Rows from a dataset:
◆ ◆ ◆ ◆

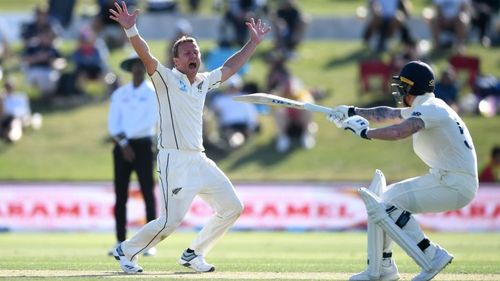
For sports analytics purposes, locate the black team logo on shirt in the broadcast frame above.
[172,187,182,195]
[198,81,203,94]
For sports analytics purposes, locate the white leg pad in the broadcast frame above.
[366,170,386,280]
[358,187,431,270]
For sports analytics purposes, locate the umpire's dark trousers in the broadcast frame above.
[113,138,156,242]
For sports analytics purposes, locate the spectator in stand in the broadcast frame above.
[363,0,414,52]
[472,0,500,47]
[434,66,459,111]
[211,74,259,150]
[271,0,307,57]
[21,6,61,47]
[0,26,10,80]
[221,0,262,47]
[431,0,470,53]
[93,0,135,50]
[22,28,62,98]
[189,0,200,14]
[0,79,42,142]
[205,39,249,76]
[72,29,106,94]
[48,0,76,28]
[479,145,500,183]
[267,57,317,153]
[165,18,193,68]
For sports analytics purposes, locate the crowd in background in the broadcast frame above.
[0,0,500,174]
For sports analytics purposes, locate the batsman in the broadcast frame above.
[328,61,478,281]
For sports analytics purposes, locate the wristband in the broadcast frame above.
[118,139,128,147]
[125,24,139,38]
[347,106,356,117]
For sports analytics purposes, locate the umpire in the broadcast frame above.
[108,53,158,255]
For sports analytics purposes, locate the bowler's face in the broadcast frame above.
[174,42,201,78]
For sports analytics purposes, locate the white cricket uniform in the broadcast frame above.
[382,93,478,213]
[122,64,243,259]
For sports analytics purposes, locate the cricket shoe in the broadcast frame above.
[349,258,400,281]
[412,245,453,281]
[113,244,143,273]
[179,250,215,272]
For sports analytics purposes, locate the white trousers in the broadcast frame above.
[122,149,243,260]
[382,170,478,214]
[382,169,478,253]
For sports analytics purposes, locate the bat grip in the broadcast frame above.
[304,103,332,115]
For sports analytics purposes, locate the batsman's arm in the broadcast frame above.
[354,106,404,122]
[109,2,158,75]
[366,117,425,140]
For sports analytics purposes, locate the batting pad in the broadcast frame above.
[367,170,386,280]
[358,187,431,271]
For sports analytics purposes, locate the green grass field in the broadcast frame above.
[0,232,500,281]
[0,41,500,181]
[0,0,432,16]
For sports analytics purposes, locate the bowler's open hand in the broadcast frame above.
[245,18,271,44]
[109,1,139,29]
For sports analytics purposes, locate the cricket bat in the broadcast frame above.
[233,93,332,115]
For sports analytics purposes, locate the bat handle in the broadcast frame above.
[304,103,332,115]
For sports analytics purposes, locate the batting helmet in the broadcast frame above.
[393,61,435,102]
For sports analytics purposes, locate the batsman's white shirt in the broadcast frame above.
[382,93,478,213]
[402,93,477,177]
[147,64,222,151]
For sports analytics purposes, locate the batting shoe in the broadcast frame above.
[113,244,143,273]
[412,245,453,281]
[179,249,215,272]
[349,258,400,281]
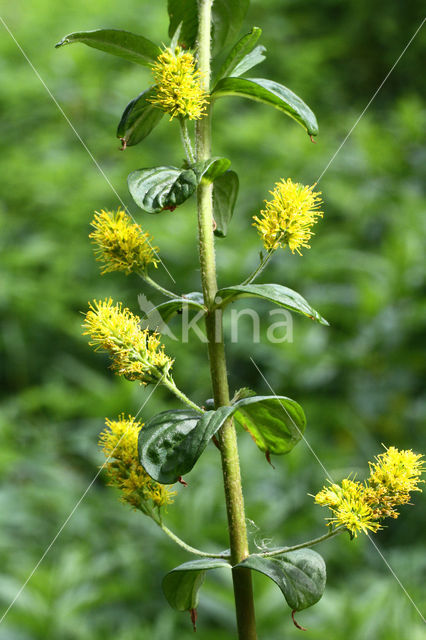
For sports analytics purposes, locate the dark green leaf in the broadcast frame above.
[215,27,265,82]
[140,291,207,329]
[127,167,197,213]
[117,87,164,147]
[213,171,239,238]
[217,284,328,326]
[162,558,231,611]
[234,396,306,455]
[193,157,231,183]
[167,0,249,52]
[236,549,327,611]
[230,44,266,78]
[55,29,160,66]
[212,78,318,136]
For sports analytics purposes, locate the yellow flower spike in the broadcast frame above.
[83,298,173,385]
[253,178,323,255]
[99,414,176,518]
[149,47,208,120]
[89,209,158,275]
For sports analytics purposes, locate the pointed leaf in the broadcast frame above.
[217,284,328,326]
[139,407,233,484]
[162,558,231,611]
[139,396,306,484]
[140,291,207,329]
[213,171,239,238]
[117,87,164,147]
[216,27,265,82]
[236,549,327,611]
[55,29,161,66]
[212,78,318,136]
[234,396,306,455]
[127,167,197,213]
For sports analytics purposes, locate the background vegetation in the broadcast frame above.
[0,0,426,640]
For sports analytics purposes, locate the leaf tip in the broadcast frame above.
[291,609,307,631]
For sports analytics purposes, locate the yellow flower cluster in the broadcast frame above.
[150,47,208,120]
[83,298,173,384]
[89,209,158,275]
[253,178,323,255]
[99,414,176,518]
[315,447,424,536]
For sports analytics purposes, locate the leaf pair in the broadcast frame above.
[139,396,306,484]
[162,549,326,611]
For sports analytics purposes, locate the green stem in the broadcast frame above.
[241,251,275,284]
[196,0,257,640]
[157,522,229,560]
[179,118,195,164]
[139,273,181,300]
[163,378,204,413]
[253,527,347,558]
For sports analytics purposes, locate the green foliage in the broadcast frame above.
[162,558,231,611]
[56,29,160,66]
[0,0,425,640]
[117,87,164,147]
[127,167,197,213]
[217,284,328,326]
[212,78,318,136]
[237,549,326,611]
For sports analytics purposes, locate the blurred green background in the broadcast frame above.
[0,0,426,640]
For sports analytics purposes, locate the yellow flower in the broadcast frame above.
[367,447,424,518]
[83,298,173,384]
[150,47,208,120]
[315,478,380,537]
[314,447,424,536]
[89,209,158,275]
[99,414,176,519]
[253,178,323,255]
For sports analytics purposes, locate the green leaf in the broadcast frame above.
[127,167,197,213]
[215,27,265,83]
[236,549,327,611]
[216,284,328,326]
[162,558,231,611]
[117,87,164,147]
[139,396,306,484]
[144,291,207,323]
[212,78,318,136]
[167,0,249,52]
[234,396,306,455]
[213,171,239,238]
[55,29,160,66]
[193,157,231,184]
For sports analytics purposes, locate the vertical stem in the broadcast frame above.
[196,0,257,640]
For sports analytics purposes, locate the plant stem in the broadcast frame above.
[196,0,257,640]
[139,273,181,300]
[163,378,204,413]
[179,118,195,164]
[241,251,275,284]
[158,522,230,560]
[253,527,347,558]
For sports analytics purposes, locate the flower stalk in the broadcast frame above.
[196,0,257,640]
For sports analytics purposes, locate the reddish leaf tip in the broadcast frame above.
[189,609,198,632]
[291,609,307,631]
[265,451,275,469]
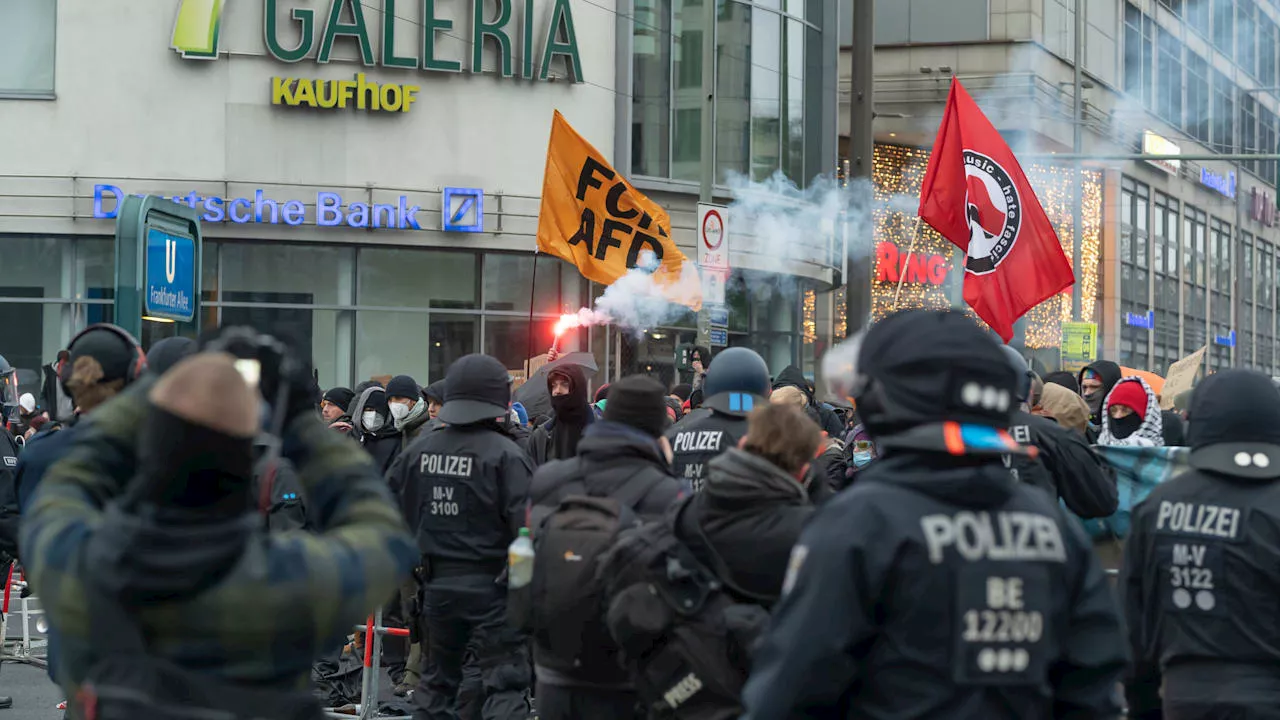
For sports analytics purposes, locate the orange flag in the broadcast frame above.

◆ ◆ ◆ ◆

* EXERCISE AIM *
Reproduce the stretch of material above from its beginning through the line containing "[122,64,243,259]", with both ends included. Omit the pictures from your copy.

* THE ANSWER *
For sports analytics purposes, locate the black team logo on shirt in the broadcast frame above.
[172,187,182,195]
[198,81,203,94]
For sports analytics purposes, locate the white leg pad in the broadcast frame above.
[366,170,386,280]
[358,187,431,270]
For sports analytics purposes, locate the umpire's dark trousers in the broadcast frame above.
[113,138,156,242]
For sports analytics purposes, locate the spectator in stand in the broadcast frame above.
[363,0,414,52]
[472,0,500,47]
[434,66,459,111]
[211,74,259,150]
[271,0,307,57]
[21,6,61,47]
[0,26,10,80]
[221,0,262,47]
[431,0,470,53]
[93,0,135,50]
[22,28,62,98]
[189,0,200,14]
[0,79,42,142]
[205,39,249,76]
[72,29,106,94]
[48,0,76,28]
[479,145,500,183]
[267,57,317,153]
[165,18,193,68]
For sports analytics purposes, locate the crowd in background in the broadcast frame above.
[0,0,500,174]
For sports analytics purposes, locate the batsman in the broadcast frame above.
[328,61,478,281]
For sports analytics purposes, locate the wristband in the broadcast frame above.
[118,139,128,147]
[125,24,139,38]
[347,106,356,117]
For sports analytics purposes, locate the umpire in the broadcast frame above.
[108,53,158,255]
For sports analytics purposes, locate the bowler's face in the broadcast frame above.
[174,42,201,78]
For sports analytics purposes, locate the white cricket uniform in the broadcast frame above.
[382,93,478,213]
[122,64,243,259]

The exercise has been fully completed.